## DATA PROVIDED
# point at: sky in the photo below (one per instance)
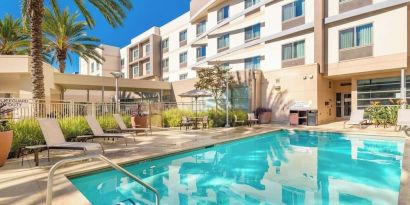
(144, 15)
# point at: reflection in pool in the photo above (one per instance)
(283, 167)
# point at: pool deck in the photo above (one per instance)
(27, 184)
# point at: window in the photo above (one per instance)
(223, 42)
(183, 76)
(252, 32)
(182, 36)
(165, 65)
(122, 62)
(148, 69)
(223, 13)
(136, 71)
(183, 57)
(293, 50)
(249, 3)
(293, 10)
(200, 28)
(253, 63)
(147, 48)
(356, 37)
(135, 54)
(165, 45)
(381, 90)
(200, 53)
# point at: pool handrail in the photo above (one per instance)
(50, 178)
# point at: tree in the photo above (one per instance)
(64, 34)
(13, 39)
(33, 13)
(213, 79)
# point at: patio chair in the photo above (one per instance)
(252, 119)
(236, 121)
(99, 133)
(403, 119)
(356, 118)
(124, 128)
(54, 138)
(205, 122)
(184, 122)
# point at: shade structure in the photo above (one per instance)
(196, 94)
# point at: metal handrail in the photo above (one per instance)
(50, 179)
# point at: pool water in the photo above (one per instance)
(282, 167)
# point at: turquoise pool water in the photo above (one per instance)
(282, 167)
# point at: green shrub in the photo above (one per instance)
(73, 127)
(26, 132)
(173, 116)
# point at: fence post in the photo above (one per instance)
(93, 109)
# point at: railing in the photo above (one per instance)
(50, 179)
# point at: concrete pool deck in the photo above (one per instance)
(27, 184)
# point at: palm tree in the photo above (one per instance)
(64, 34)
(33, 13)
(13, 39)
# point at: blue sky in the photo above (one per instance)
(144, 15)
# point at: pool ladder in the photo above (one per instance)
(50, 179)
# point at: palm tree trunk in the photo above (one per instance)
(61, 57)
(37, 77)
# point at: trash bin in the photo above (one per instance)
(312, 118)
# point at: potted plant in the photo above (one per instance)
(264, 115)
(6, 134)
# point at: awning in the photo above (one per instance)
(240, 23)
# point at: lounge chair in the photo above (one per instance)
(99, 133)
(184, 122)
(403, 119)
(55, 138)
(356, 118)
(252, 119)
(236, 121)
(124, 128)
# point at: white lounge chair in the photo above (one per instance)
(55, 138)
(403, 119)
(99, 133)
(356, 118)
(124, 127)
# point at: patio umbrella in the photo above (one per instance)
(196, 94)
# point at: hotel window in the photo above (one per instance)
(356, 37)
(382, 90)
(135, 54)
(200, 53)
(165, 45)
(293, 50)
(122, 62)
(223, 13)
(183, 36)
(200, 28)
(249, 3)
(253, 63)
(136, 71)
(183, 58)
(293, 10)
(183, 76)
(252, 32)
(148, 69)
(165, 65)
(223, 42)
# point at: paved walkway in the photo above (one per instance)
(27, 184)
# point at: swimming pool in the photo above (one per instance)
(282, 167)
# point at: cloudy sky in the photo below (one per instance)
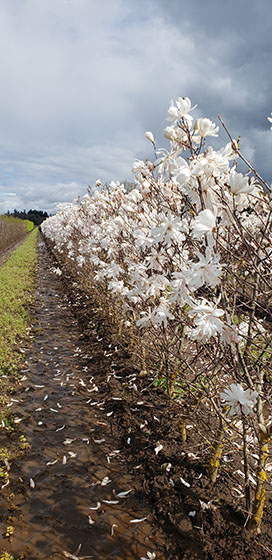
(82, 80)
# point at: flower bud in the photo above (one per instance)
(149, 136)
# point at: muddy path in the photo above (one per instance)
(72, 493)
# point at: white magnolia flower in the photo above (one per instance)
(181, 110)
(204, 223)
(206, 271)
(149, 136)
(239, 184)
(138, 166)
(206, 321)
(239, 399)
(205, 127)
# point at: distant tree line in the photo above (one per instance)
(35, 216)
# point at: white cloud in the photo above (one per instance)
(84, 80)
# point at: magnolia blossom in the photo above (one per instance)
(206, 321)
(138, 166)
(181, 110)
(206, 271)
(239, 399)
(205, 127)
(149, 136)
(205, 222)
(239, 184)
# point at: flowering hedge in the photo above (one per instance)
(183, 263)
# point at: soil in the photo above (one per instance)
(93, 423)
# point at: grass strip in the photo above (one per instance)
(17, 277)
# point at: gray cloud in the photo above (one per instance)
(82, 81)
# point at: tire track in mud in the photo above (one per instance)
(74, 497)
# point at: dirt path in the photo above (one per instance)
(67, 488)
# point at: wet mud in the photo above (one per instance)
(107, 474)
(73, 494)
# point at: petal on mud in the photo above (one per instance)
(106, 480)
(113, 502)
(68, 441)
(61, 428)
(124, 494)
(112, 529)
(98, 505)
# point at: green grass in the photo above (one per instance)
(16, 294)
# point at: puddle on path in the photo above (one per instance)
(68, 486)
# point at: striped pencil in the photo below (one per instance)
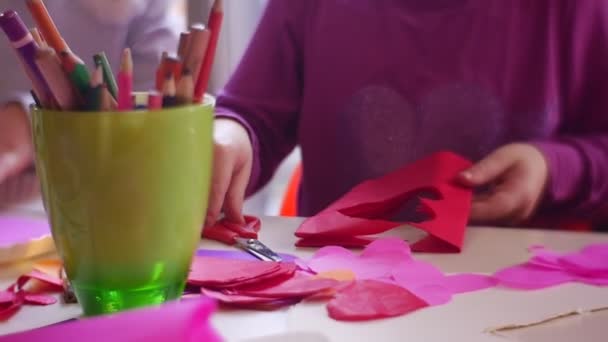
(125, 81)
(56, 78)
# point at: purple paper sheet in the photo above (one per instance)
(241, 255)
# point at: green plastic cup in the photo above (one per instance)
(126, 194)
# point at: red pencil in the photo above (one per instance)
(215, 23)
(125, 81)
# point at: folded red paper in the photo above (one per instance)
(368, 208)
(188, 320)
(28, 289)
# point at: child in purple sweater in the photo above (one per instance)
(365, 86)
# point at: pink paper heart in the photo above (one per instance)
(371, 299)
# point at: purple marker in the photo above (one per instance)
(22, 41)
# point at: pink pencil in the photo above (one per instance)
(125, 81)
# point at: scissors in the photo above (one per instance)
(245, 236)
(257, 249)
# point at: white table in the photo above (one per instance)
(465, 318)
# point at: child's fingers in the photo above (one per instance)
(233, 204)
(504, 205)
(488, 169)
(223, 169)
(9, 164)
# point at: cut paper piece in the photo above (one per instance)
(462, 283)
(23, 237)
(31, 289)
(239, 255)
(340, 275)
(390, 260)
(368, 208)
(188, 320)
(371, 299)
(547, 268)
(375, 262)
(225, 231)
(298, 286)
(206, 271)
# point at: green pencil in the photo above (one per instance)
(108, 76)
(77, 71)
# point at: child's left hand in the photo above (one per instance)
(516, 175)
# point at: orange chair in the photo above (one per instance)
(289, 206)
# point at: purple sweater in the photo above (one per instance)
(365, 86)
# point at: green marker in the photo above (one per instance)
(93, 94)
(100, 59)
(77, 71)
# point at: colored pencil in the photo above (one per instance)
(56, 78)
(125, 81)
(107, 102)
(184, 44)
(93, 97)
(185, 88)
(169, 91)
(38, 37)
(161, 71)
(108, 76)
(46, 25)
(77, 71)
(155, 100)
(214, 23)
(22, 41)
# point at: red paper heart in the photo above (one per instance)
(297, 286)
(367, 208)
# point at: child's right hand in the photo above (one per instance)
(232, 160)
(16, 148)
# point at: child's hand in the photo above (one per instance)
(232, 158)
(516, 175)
(16, 148)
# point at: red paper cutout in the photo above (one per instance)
(19, 293)
(372, 299)
(225, 231)
(298, 285)
(367, 208)
(207, 271)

## WHAT THE TASK ASKS
What is needed is every record above, returned exactly, with the pictures omitted.

## WRITTEN REPLY
# point at: sky in the photo below (one per instance)
(144, 15)
# point at: reflection in pool in the photo above (one per instance)
(283, 167)
# point at: pool deck in the photo above (one per instance)
(27, 184)
# point at: window in the photo above (one per instance)
(223, 42)
(183, 76)
(252, 32)
(182, 36)
(165, 65)
(122, 62)
(148, 69)
(223, 13)
(136, 71)
(183, 57)
(293, 50)
(249, 3)
(293, 10)
(200, 28)
(253, 63)
(147, 48)
(356, 37)
(135, 54)
(165, 45)
(381, 90)
(200, 53)
# point at: pool handrail in the photo above (one per instance)
(50, 178)
# point at: tree in the photo above (one per instance)
(64, 34)
(13, 39)
(33, 13)
(213, 79)
# point at: patio chair in the photo above (one per instance)
(252, 119)
(236, 121)
(99, 133)
(403, 119)
(356, 118)
(124, 128)
(54, 138)
(205, 122)
(184, 122)
# point at: shade structure in the photo above (one per instance)
(196, 94)
# point at: metal handrail in the photo above (one per instance)
(50, 179)
# point at: pool water in the photo above (one per instance)
(282, 167)
# point at: turquoise pool water in the photo above (one per instance)
(282, 167)
# point at: green shrub in the photo above (one per instance)
(73, 127)
(26, 132)
(173, 116)
# point at: fence post in the photo above (one per instance)
(93, 109)
# point at: railing in the photo above (one per instance)
(50, 179)
# point at: concrete pool deck in the photo above (one per instance)
(27, 184)
# point at: palm tree in the photo above (one per instance)
(64, 34)
(33, 13)
(13, 39)
# point at: blue sky in the photo above (one per instance)
(144, 15)
# point at: pool ladder in the photo above (one per instance)
(50, 179)
# point at: palm tree trunk in the photo above (one per instance)
(61, 57)
(37, 77)
# point at: trash bin in the photo above (one per instance)
(312, 118)
# point at: potted plant in the photo above (one per instance)
(264, 115)
(6, 134)
# point at: awning in the photo above (one per instance)
(240, 23)
# point at: lounge chair in the photo above (one per instance)
(99, 133)
(184, 122)
(403, 119)
(55, 138)
(356, 118)
(252, 119)
(236, 121)
(124, 128)
# point at: white lounge chair in the photo above (one per instance)
(55, 138)
(403, 119)
(99, 133)
(356, 118)
(124, 127)
# point at: patio umbrella in the photo above (one per instance)
(196, 94)
# point at: hotel window in the photo above (one per instance)
(356, 37)
(382, 90)
(135, 54)
(200, 53)
(165, 45)
(293, 50)
(122, 62)
(223, 13)
(183, 36)
(200, 28)
(249, 3)
(253, 63)
(136, 71)
(183, 58)
(293, 10)
(183, 76)
(252, 32)
(148, 69)
(165, 65)
(223, 42)
# point at: paved walkway in the photo above (one per instance)
(27, 184)
# point at: swimming pool in the photo above (one per instance)
(282, 167)
# point at: cloudy sky in the photo below (one per instance)
(82, 80)
# point at: flower bud in the photo above (one per instance)
(149, 136)
# point at: muddy path in the photo above (one per instance)
(72, 493)
# point at: white magnolia flower in the photo above (one per instance)
(181, 110)
(204, 223)
(206, 271)
(149, 136)
(239, 184)
(138, 166)
(206, 321)
(239, 399)
(205, 127)
# point at: distant tree line in the photo above (one per instance)
(35, 216)
# point at: white cloud in the photo above (one per instance)
(84, 80)
# point at: magnolia blossom in the photo above (one per instance)
(206, 321)
(138, 166)
(181, 110)
(206, 271)
(239, 399)
(205, 127)
(149, 136)
(205, 222)
(239, 184)
# point at: flowering hedge in the photo above (one per instance)
(183, 263)
# point at: soil in the photo above (one per instance)
(93, 423)
# point at: grass strip in the photo above (one per instance)
(17, 277)
# point at: gray cloud in the photo above (one per instance)
(82, 81)
# point at: tire track in mud in the photo above (one per instance)
(74, 497)
# point at: dirt path in the photo above (one per instance)
(67, 488)
# point at: wet mud in the photo above (one per instance)
(107, 474)
(73, 494)
# point at: petal on mud in the photo above (one per instance)
(106, 480)
(113, 502)
(68, 441)
(61, 428)
(124, 494)
(112, 529)
(98, 505)
# point at: green grass in the photo above (one per instance)
(16, 294)
# point at: puddle on path in the photo above (one per instance)
(68, 486)
# point at: striped pencil in the photo below (one per instance)
(125, 81)
(56, 78)
# point at: purple paper sheet in the photo above (one per instance)
(241, 255)
# point at: green plastic cup in the photo above (one per instance)
(126, 194)
# point at: red pencil in the photo above (one per instance)
(215, 23)
(125, 81)
# point at: folded red paper in the photo above (one per instance)
(368, 208)
(188, 320)
(28, 289)
# point at: child in purple sweater in the photo above (one per instance)
(365, 86)
# point at: pink paper heart in the photo above (one per instance)
(371, 299)
# point at: purple marker in the photo above (one per instance)
(22, 41)
# point at: pink pencil in the photo above (one per instance)
(125, 81)
# point at: scissors in the photo above (one per instance)
(245, 236)
(257, 249)
# point at: white table in the photo above (one per instance)
(465, 318)
# point at: child's fingers in the photo above (one per instance)
(233, 204)
(504, 205)
(488, 169)
(223, 169)
(9, 164)
# point at: cut paper piece in the photo above (one per instance)
(462, 283)
(23, 237)
(31, 289)
(239, 255)
(340, 275)
(390, 260)
(368, 208)
(188, 320)
(371, 299)
(547, 268)
(375, 262)
(225, 231)
(298, 286)
(206, 271)
# point at: green pencil in the photo above (one per instance)
(108, 76)
(77, 71)
# point at: child's left hand in the photo above (one per instance)
(516, 175)
# point at: orange chair in the photo above (one per instance)
(289, 206)
# point at: purple sweater in the photo above (one per instance)
(365, 86)
# point at: green marker in the photo above (one per instance)
(93, 94)
(100, 59)
(77, 71)
# point at: colored pencil in the photo above (one per instance)
(56, 78)
(125, 81)
(107, 102)
(184, 44)
(93, 97)
(185, 88)
(169, 91)
(38, 37)
(161, 71)
(108, 76)
(46, 25)
(77, 71)
(155, 100)
(214, 23)
(22, 41)
# point at: red paper heart in the photo above (one per instance)
(297, 286)
(367, 208)
# point at: child's right hand in the photo above (one per instance)
(232, 160)
(16, 148)
# point at: child's hand in the photo above (one per instance)
(232, 158)
(516, 175)
(16, 148)
# point at: red paper cutout in the photo above (one per instance)
(19, 293)
(372, 299)
(225, 231)
(298, 285)
(367, 208)
(207, 271)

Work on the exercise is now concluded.